◆ **Exercise**
Extract every line of the records below that contains the word "tire", treating uppercase and lowercase letters as different.

Records from a dataset:
— Begin —
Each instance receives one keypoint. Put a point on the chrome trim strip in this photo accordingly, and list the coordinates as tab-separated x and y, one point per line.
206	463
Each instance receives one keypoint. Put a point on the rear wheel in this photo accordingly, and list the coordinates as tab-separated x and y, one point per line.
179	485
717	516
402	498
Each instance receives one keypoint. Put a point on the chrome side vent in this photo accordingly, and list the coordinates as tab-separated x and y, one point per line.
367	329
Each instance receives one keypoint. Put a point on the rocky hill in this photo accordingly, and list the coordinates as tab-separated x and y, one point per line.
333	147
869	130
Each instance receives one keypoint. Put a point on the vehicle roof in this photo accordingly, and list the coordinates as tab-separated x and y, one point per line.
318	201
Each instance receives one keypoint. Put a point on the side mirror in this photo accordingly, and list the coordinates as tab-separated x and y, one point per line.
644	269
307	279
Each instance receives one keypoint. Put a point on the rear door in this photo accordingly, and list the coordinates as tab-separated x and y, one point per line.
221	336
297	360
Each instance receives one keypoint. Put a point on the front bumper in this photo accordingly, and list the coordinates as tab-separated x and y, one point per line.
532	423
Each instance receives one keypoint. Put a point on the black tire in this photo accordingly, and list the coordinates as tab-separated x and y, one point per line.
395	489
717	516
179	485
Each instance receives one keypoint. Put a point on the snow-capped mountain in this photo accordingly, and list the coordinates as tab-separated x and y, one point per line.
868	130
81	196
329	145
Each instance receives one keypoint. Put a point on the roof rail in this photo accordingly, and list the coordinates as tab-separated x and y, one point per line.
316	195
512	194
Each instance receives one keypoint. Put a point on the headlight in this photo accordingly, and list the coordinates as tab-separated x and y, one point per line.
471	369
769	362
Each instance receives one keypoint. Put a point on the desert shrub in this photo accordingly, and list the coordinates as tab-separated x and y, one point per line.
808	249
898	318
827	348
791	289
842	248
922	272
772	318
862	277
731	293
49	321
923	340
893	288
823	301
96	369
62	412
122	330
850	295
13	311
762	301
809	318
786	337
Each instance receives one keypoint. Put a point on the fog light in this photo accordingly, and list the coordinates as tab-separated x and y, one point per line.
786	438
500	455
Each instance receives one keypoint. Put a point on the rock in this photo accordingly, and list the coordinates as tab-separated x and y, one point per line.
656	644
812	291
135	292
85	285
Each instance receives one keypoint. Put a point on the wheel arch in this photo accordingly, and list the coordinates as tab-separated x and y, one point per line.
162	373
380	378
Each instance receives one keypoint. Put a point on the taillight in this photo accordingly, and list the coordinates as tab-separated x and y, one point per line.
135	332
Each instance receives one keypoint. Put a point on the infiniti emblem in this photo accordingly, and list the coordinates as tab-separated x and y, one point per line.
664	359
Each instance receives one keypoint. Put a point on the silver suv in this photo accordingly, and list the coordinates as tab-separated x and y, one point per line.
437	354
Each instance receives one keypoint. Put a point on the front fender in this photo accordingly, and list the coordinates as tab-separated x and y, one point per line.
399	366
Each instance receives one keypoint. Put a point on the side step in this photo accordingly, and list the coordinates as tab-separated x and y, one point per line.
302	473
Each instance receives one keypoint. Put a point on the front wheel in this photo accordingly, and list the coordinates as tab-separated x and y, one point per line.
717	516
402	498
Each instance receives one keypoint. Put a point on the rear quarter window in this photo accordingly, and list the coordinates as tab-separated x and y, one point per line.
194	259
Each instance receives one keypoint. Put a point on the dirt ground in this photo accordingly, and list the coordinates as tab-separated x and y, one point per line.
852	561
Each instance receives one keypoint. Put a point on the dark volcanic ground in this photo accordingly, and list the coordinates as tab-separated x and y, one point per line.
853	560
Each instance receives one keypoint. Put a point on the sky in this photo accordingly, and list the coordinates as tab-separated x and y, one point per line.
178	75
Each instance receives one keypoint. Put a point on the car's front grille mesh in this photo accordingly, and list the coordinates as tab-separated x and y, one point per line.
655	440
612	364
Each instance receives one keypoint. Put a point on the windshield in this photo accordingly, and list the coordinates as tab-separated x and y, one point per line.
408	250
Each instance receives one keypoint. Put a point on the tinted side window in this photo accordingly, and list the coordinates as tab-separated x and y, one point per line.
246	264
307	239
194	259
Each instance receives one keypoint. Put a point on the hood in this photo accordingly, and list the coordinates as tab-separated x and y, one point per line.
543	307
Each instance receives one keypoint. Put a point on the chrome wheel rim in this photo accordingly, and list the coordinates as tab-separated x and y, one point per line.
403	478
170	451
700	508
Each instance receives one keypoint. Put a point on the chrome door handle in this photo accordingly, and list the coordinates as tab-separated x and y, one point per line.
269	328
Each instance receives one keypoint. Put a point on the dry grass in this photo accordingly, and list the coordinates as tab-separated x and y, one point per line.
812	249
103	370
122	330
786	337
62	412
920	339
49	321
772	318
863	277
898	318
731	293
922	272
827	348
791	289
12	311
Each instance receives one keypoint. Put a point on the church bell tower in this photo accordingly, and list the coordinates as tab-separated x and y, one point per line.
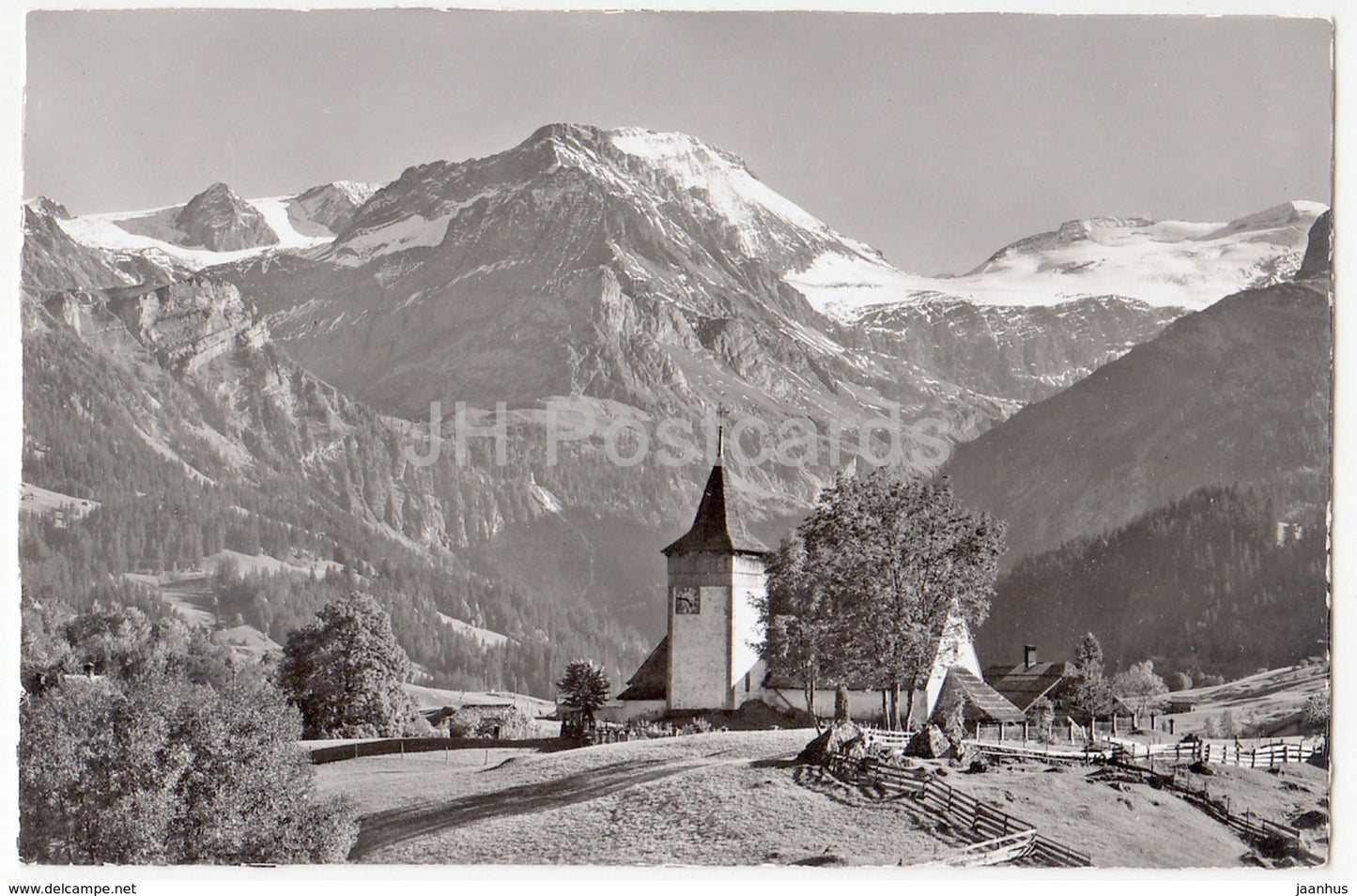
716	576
— End —
— Begin —
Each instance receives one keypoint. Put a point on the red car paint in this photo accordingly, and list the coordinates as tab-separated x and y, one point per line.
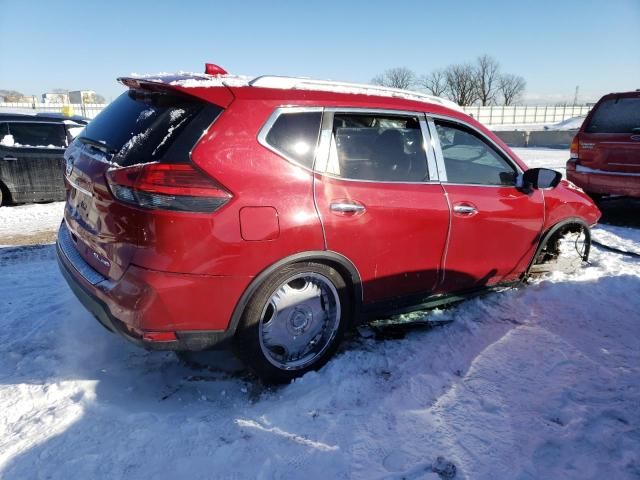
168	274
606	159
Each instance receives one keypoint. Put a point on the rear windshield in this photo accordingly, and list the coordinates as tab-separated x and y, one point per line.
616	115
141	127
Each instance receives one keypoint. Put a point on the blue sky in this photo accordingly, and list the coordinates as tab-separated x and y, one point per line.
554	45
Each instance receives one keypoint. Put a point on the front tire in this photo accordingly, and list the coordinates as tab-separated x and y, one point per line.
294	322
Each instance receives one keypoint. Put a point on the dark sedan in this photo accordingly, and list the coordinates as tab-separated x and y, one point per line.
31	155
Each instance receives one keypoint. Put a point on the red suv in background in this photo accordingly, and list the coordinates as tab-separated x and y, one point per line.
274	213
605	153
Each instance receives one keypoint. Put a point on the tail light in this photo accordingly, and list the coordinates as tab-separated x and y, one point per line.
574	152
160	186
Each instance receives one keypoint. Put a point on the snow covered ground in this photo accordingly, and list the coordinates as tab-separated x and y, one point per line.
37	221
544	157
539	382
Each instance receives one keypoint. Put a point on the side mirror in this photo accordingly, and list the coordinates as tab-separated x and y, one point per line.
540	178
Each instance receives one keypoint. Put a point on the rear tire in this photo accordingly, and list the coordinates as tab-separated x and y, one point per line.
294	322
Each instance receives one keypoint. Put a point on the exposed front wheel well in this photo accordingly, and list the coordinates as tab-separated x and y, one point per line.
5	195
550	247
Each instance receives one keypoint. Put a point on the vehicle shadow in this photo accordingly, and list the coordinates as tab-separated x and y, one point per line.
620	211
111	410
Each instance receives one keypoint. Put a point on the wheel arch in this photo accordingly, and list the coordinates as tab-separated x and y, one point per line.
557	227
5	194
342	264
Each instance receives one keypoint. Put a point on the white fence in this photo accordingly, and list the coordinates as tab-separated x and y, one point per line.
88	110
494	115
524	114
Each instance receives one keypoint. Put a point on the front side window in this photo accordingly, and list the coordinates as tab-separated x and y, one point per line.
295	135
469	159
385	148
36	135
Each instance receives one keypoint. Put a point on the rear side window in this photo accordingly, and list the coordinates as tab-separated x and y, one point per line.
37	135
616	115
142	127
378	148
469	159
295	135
— End —
— Begin —
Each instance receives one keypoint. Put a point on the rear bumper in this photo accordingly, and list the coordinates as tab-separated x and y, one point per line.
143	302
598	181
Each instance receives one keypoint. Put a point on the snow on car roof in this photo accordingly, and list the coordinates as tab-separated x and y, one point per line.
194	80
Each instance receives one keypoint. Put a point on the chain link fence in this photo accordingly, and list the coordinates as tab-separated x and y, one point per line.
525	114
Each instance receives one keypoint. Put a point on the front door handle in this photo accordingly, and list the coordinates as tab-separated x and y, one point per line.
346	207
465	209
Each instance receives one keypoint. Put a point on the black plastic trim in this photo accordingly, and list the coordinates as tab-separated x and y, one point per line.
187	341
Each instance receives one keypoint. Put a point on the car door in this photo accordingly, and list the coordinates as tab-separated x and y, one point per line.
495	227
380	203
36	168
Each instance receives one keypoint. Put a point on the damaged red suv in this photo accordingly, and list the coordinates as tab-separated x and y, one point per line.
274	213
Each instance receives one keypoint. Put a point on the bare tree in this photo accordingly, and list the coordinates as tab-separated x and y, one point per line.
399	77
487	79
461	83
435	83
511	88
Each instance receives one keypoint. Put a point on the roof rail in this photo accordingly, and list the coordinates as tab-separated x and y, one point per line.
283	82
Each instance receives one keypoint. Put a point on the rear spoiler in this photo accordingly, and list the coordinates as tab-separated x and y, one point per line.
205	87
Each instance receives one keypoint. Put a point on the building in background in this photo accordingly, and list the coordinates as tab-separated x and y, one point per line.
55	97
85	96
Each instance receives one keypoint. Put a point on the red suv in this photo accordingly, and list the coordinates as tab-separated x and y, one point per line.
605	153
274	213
— End —
◆ **Response to this exercise**
Each instance receives one keypoint. Put a point on the black tire in this photo accordingly, and list the coordinates as tab-separated x and y, one point per line.
Each instance receives one keypoint. Put a point on the front tire in this photo accordingly, and list the coordinates as tab-separated x and y, one point per line.
Each instance receives one keypoint. Put a point on the rear tire in this photo accordingly, and list the coordinates as tab-separated x and y, one point per line.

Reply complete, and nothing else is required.